* [Written instruction a]:
In the theme accessibility review, which plugin was used to generate more content for posts, pages, comments and categories?

This assessment is very simplistic and constitutes a basic preliminary review. It is not comprehensive nor exhaustive.

I chose themes from the Free Theme Directory and searched for Web Accessible and Accessibility. I narrowed my selection by considering which theme would be easily customizable, have good contrast between foreground and background, have elements in a convenient location and be aesthetically pleasing as is.

I then used the plugin Demo Data Creator to generate more content for posts, pages, comments and categories.

The following themes made the cut:

Precious version 4.0.1
At first glance the layout is pretty simple and effective. Convenient breadcrumb on top of page. Upon disabling the style sheets, nothing is out of order. Validates for XHTML 1.0 Transitional and CSS2.

Stardust version 2.7
Very stylish out of the box with flexible width. Has “Skip to content” and “Skip to menu” without CSS. By disabling the images, the date for each post is too dark. Validates for XHTML 1.0 Strict, but not in CSS with 6 CSS2 errors.

* [Input data]:

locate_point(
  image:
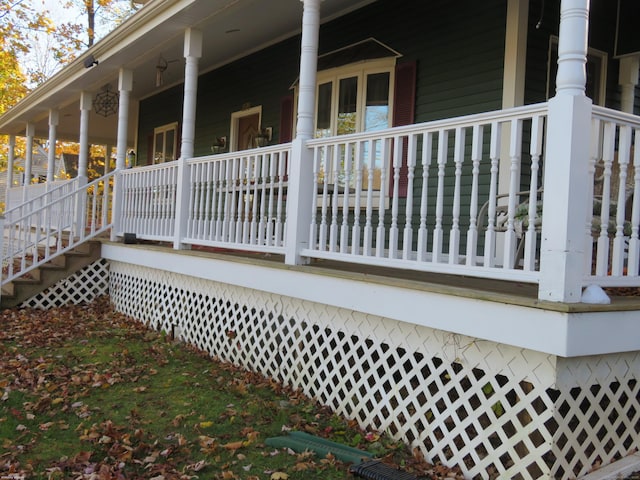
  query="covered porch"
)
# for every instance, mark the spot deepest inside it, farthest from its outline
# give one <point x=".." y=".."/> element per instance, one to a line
<point x="424" y="278"/>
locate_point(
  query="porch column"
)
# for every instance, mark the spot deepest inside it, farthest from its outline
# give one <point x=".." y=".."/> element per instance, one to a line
<point x="565" y="182"/>
<point x="11" y="155"/>
<point x="301" y="189"/>
<point x="628" y="80"/>
<point x="83" y="157"/>
<point x="192" y="54"/>
<point x="28" y="154"/>
<point x="51" y="159"/>
<point x="125" y="85"/>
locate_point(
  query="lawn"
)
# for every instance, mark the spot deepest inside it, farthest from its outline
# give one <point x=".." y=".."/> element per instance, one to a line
<point x="87" y="393"/>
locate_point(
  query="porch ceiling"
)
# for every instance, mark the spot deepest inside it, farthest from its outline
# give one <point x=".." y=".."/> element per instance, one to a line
<point x="231" y="29"/>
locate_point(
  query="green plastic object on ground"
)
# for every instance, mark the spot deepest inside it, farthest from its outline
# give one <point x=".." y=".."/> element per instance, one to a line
<point x="300" y="442"/>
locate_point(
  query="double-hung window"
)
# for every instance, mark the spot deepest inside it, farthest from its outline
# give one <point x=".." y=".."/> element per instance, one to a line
<point x="353" y="99"/>
<point x="165" y="143"/>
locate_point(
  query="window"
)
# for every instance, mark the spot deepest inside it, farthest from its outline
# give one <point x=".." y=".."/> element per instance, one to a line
<point x="596" y="68"/>
<point x="354" y="98"/>
<point x="165" y="142"/>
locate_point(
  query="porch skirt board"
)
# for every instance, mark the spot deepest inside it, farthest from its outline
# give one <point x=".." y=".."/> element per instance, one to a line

* [Written instruction b]:
Return each line of the records that contains the string "porch", where case counts.

* [Expected answer a]:
Demo Data Creator

* [Expected answer b]:
  query="covered porch"
  query="porch column"
  query="porch ceiling"
  query="porch skirt board"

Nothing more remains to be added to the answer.